Source data |
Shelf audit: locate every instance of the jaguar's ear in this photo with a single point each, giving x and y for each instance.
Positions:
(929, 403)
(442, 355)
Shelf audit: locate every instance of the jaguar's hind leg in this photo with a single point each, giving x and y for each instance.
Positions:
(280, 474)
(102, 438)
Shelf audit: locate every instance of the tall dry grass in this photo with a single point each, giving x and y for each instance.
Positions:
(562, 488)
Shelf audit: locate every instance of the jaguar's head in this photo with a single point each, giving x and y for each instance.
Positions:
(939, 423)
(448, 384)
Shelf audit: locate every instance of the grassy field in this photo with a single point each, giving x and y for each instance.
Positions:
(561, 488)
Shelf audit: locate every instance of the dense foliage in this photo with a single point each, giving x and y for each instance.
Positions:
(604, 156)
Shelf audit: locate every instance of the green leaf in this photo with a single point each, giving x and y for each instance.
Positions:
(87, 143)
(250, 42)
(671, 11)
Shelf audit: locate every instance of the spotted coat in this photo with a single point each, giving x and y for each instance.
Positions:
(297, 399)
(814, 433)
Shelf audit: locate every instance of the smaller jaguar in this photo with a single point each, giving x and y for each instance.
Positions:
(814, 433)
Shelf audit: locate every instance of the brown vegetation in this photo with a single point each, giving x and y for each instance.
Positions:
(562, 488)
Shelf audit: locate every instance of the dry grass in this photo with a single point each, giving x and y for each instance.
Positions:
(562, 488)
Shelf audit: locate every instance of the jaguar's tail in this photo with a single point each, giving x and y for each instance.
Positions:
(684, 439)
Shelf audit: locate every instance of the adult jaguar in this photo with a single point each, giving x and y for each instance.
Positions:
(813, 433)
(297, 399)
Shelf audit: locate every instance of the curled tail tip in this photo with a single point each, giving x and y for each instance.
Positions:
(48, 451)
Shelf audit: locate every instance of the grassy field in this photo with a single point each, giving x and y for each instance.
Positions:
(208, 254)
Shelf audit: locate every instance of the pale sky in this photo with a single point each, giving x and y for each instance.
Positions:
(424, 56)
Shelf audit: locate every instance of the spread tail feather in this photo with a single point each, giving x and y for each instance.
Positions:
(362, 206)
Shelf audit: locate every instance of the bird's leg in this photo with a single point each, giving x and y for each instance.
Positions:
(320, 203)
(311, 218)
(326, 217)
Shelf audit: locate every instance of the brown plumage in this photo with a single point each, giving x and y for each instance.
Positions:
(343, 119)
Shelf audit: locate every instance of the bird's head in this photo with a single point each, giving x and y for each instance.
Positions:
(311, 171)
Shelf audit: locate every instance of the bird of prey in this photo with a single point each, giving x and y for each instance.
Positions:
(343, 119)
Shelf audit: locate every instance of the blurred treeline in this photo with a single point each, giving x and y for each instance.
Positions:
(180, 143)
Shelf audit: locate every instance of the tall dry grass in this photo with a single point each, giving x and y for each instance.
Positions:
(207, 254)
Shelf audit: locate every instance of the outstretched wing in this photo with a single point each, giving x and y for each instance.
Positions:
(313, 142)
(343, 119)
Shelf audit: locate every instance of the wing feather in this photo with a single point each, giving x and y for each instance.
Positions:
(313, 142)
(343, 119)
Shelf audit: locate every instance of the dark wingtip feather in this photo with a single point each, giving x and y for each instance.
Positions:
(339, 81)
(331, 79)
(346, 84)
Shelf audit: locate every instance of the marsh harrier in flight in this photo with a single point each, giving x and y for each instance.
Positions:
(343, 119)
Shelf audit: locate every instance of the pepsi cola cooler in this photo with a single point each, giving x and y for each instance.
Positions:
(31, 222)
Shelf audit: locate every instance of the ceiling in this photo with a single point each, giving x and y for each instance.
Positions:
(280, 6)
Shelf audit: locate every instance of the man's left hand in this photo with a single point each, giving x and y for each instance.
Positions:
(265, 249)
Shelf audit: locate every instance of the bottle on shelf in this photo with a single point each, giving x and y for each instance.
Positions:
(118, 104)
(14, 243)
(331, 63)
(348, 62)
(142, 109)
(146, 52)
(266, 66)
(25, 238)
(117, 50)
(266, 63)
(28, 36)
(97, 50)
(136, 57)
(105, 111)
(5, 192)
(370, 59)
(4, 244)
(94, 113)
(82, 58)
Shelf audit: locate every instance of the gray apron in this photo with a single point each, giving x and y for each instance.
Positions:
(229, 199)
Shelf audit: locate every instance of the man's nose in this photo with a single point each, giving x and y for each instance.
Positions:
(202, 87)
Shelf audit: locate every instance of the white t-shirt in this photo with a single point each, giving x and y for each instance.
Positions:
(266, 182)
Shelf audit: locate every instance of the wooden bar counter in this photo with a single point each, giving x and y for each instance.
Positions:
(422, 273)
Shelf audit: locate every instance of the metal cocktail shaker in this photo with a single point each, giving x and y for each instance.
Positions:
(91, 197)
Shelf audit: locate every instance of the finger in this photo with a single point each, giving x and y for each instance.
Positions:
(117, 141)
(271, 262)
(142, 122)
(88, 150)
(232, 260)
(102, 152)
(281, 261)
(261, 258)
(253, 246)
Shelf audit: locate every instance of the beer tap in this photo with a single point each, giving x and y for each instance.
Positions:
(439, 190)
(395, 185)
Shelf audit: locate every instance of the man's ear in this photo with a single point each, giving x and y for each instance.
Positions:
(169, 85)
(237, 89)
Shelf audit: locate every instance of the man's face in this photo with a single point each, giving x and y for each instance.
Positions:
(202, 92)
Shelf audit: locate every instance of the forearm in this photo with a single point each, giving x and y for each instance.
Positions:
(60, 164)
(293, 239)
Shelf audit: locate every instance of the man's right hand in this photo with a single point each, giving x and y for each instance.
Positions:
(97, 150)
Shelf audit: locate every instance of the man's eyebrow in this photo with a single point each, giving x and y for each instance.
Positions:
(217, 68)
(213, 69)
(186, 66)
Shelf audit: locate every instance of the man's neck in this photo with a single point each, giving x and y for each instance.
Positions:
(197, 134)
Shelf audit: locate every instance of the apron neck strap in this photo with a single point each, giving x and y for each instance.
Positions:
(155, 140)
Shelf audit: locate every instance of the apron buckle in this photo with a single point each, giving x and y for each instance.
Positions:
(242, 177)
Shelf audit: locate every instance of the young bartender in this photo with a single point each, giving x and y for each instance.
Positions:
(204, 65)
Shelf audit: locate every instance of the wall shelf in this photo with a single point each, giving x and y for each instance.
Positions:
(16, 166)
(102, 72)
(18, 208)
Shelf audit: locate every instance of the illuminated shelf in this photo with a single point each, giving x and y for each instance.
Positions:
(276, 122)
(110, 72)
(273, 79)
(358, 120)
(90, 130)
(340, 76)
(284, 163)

Problem statement |
All lines that include the word "head" must be copied from the material above.

Written answer |
Shelf audit: locate every instance of the jaguar's head in this photo with a single point each, giving x and y for each instance.
Shelf audit: locate every instance of the bird's head in this photo with a single point each, giving x and y for each instance.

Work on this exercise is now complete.